(Saved data entries)
■ ■ ■ ■
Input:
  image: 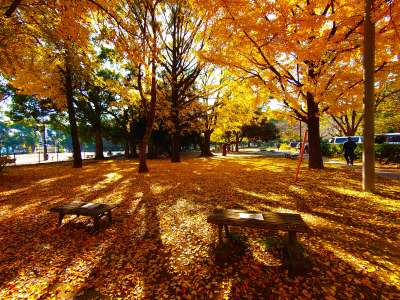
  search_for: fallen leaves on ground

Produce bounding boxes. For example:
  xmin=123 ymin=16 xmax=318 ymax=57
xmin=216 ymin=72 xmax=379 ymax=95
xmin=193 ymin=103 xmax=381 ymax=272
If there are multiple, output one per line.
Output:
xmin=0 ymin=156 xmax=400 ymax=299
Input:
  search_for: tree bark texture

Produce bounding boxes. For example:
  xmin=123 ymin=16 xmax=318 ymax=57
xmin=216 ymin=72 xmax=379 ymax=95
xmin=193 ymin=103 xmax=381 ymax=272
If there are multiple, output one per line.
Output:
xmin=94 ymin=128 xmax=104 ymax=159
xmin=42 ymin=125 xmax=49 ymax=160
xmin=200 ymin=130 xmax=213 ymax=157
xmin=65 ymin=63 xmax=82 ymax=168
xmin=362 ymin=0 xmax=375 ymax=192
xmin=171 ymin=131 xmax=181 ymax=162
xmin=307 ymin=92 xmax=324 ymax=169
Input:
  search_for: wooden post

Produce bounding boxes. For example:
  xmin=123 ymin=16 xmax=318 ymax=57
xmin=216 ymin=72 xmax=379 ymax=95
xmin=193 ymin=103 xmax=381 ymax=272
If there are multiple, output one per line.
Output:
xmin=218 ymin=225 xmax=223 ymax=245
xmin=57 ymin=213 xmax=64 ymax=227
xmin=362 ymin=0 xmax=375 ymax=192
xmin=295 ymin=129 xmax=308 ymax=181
■ ■ ■ ■
▶ _What to do_: Reproduce the saved data entries above line for line, leaving out the pictures.

▶ _Result below_:
Input:
  image: 
  search_for: fallen leaves on ground

Produce bounding boxes. For example:
  xmin=123 ymin=16 xmax=318 ymax=57
xmin=216 ymin=72 xmax=379 ymax=95
xmin=193 ymin=103 xmax=381 ymax=272
If there are multiple, output one per line.
Output:
xmin=0 ymin=156 xmax=400 ymax=299
Input:
  search_for: tree bark texture

Produce bounding boxes. For example:
  xmin=123 ymin=16 xmax=318 ymax=57
xmin=216 ymin=72 xmax=379 ymax=95
xmin=193 ymin=103 xmax=381 ymax=272
If there are multiple, output one per line.
Output:
xmin=94 ymin=128 xmax=104 ymax=159
xmin=42 ymin=125 xmax=49 ymax=160
xmin=200 ymin=130 xmax=213 ymax=157
xmin=65 ymin=63 xmax=82 ymax=168
xmin=362 ymin=0 xmax=375 ymax=192
xmin=171 ymin=131 xmax=181 ymax=162
xmin=307 ymin=92 xmax=324 ymax=169
Input:
  search_for: wooden post

Produce bounding boxes. For example:
  xmin=123 ymin=16 xmax=318 ymax=57
xmin=216 ymin=72 xmax=379 ymax=95
xmin=193 ymin=103 xmax=381 ymax=272
If there are multiple, output one per line.
Output:
xmin=218 ymin=225 xmax=223 ymax=245
xmin=57 ymin=213 xmax=64 ymax=227
xmin=362 ymin=0 xmax=375 ymax=192
xmin=295 ymin=129 xmax=308 ymax=181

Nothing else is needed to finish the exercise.